Excerpted text →
===

From ed1e01438efe1ee5a4a6cbab583b991f7fc0509b Mon Sep 17 00:00:00 2001
From: Kaan Baloglu <kaanb@meta.com>
Date: Tue, 2 Jun 2026 17:59:38 -0700
Subject: [PATCH] Surface 2D-sharding asymmetry root cause at the boundary
MIME-Version: 1.0
Content-Type: text/plain; charset=UTF-8
Content-Transfer-Encoding: 8bit

Summary:
`EmbeddingBagCollectionSharder.shard` fires the `Number of local shards (0) does not match the length of sharded_tensor_metadata` assertion ~20K times / 28d on `torchrec_event_logging`, 99% concentrated in two IG models (`ig_organic_feed_mtml`, `ig_reels_tab_esr_ttsn`). Static analysis points at two candidate root causes in the 2D-parallel path:

1. `TwRwBaseSharding._shard` at `twrw_sharding.py:142-148` calls `peer_group.index(info.param_sharding.ranks[0])` to translate the planner's rank value into a local-to-sharding-PG index. Under non-contiguous 2D sharding-PG group layouts (`comm.py:230-310`), the planner's rank value may not exist in the peer_group list, causing a silent `ValueError` to escape.

===

Data segment →
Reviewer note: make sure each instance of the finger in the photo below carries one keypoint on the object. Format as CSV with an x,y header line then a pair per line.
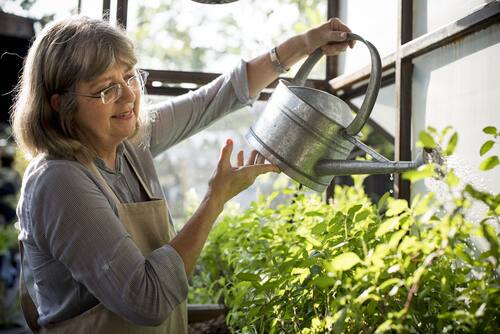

===

Problems to solve →
1. Answer these from the sharding patch:
(a) What name is given in the patch's From line?
(b) Which two IG models account for 99% of the assertion firings?
(c) What line range in `twrw_sharding.py` does the first candidate root cause point to?
2. Carry on writing the sharding patch summary, starting after its last sentence.
The data has nothing to do with the sharding patch.

Task-by-task answers →
1.
(a) Kaan Baloglu
(b) `ig_organic_feed_mtml` and `ig_reels_tab_esr_ttsn`
(c) Lines 142-148

2.
2. `ShardedEmbeddingBagCollection._initialize_torch_state` at `embeddingbag.py:1373-1386` then calls `ShardedTensor._init_from_local_shards_and_global_metadata(local_shards, sharded_tensor_metadata, process_group=sharding_pg)`. When `local_shards` came back empty due to (1), the assertion fires inside `torch/distributed/_shard/sharded_tensor/api.py:971` with a generic "0 does not match N" message.

This diff adds two boundary diagnostics so the failure carries actionable context:

- `twrw_sharding.py`: wrap `peer_group.index()` in a try/except that logs the table name, planner rank, peer-group size, peer-group head, sharding-PG size, and global world size before re-raising. Only fires on ValueError; healthy 2D shards see no log.
- `embeddingbag.py`: just before the `ShardedTensor` construction in the ShardingEnv2D branch, compute the per-rank expected shard count from `sharded_tensor_metadata.shards_metadata` and log a warning if it disagrees with `len(local_shards)`. Healthy ShardingEnv2D paths emit one comparison per table that produces no log; mismatched paths emit one warning per table before the torch core assert fires.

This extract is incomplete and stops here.